**Input data**
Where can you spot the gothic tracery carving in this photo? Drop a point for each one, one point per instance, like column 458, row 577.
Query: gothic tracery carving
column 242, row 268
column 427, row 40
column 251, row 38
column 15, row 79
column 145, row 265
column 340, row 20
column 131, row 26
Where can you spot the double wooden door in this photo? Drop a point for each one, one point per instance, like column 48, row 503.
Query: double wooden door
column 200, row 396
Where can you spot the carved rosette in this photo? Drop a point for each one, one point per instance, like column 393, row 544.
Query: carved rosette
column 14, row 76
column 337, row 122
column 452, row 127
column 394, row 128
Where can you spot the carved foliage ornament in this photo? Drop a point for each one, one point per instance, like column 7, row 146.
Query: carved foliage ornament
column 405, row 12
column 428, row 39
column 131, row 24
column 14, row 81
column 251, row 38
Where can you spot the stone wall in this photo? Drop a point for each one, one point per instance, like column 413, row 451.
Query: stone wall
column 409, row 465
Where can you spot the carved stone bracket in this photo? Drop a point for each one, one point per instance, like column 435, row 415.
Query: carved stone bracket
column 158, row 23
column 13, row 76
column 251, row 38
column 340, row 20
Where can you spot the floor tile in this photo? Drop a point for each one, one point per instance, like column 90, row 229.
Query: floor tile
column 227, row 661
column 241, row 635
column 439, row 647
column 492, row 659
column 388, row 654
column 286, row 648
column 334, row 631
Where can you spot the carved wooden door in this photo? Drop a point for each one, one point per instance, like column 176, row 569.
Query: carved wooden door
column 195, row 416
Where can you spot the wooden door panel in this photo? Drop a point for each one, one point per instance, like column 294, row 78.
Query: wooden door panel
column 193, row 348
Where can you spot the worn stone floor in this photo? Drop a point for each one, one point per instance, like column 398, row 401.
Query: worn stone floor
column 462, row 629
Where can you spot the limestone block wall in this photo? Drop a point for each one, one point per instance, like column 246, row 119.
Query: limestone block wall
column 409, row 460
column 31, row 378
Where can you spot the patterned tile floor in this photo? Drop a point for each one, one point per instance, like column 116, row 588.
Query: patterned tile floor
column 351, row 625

**Activity**
The full set of entries above has to be restated exactly.

**Your response**
Where can you spot the gothic tracery carving in this photo? Drop a point for each one, one point per instance, like column 458, row 577.
Query: gothic tracery carving
column 242, row 268
column 427, row 40
column 251, row 38
column 15, row 79
column 145, row 265
column 340, row 20
column 131, row 26
Where can you spot the double wooden door in this photo? Drop a point for each one, one point per instance, like column 48, row 503.
Query: double wooden door
column 200, row 396
Where can you spot the carved rosette in this photo? Drop a point for each one, one point per instance, like column 393, row 544.
Query: carved rosette
column 14, row 76
column 337, row 122
column 452, row 127
column 394, row 128
Where can you spot the carved foliage ornament in this photo? Drop a point for each one, one point per instance, like column 7, row 146.
Query: carved foliage ornament
column 405, row 12
column 428, row 39
column 131, row 24
column 14, row 81
column 251, row 38
Where can you spot the stone wall in this photo? Drop a point for each one, one point per instance, like column 413, row 451.
Query: stone wall
column 409, row 465
Where can you spot the carved stone bracket in this photo? Drop a point for each one, one point per instance, like column 435, row 415.
Query: carved stone bracket
column 158, row 23
column 13, row 76
column 251, row 38
column 340, row 20
Where can you spot the floor tile in this photo? Drop a point for each one, one point per instance, like column 90, row 229.
Query: floor tile
column 227, row 661
column 241, row 635
column 439, row 647
column 492, row 659
column 388, row 654
column 286, row 648
column 334, row 631
Where can you spot the carved wooden door in this photo? Drop a point for each one, one point per instance, like column 176, row 569.
Query: carved wooden door
column 195, row 416
Where can you spot the wooden door panel in this photo? Drop a point for each one, one point per instance, like column 294, row 78.
Query: wooden door panel
column 193, row 348
Where can you spot the worn stone floor in this photo? Drop a point for each one, one point per instance, like column 398, row 401.
Query: worn stone floor
column 462, row 629
Where can you spot the limestone block wall in this photo? Drop a point for each one, one point per instance, like column 246, row 119.
Query: limestone block wall
column 409, row 460
column 31, row 378
Where can you spot the patterned tile floor in this photo? Drop a point for each one, one point per instance, like column 116, row 588.
Query: patterned tile floor
column 351, row 625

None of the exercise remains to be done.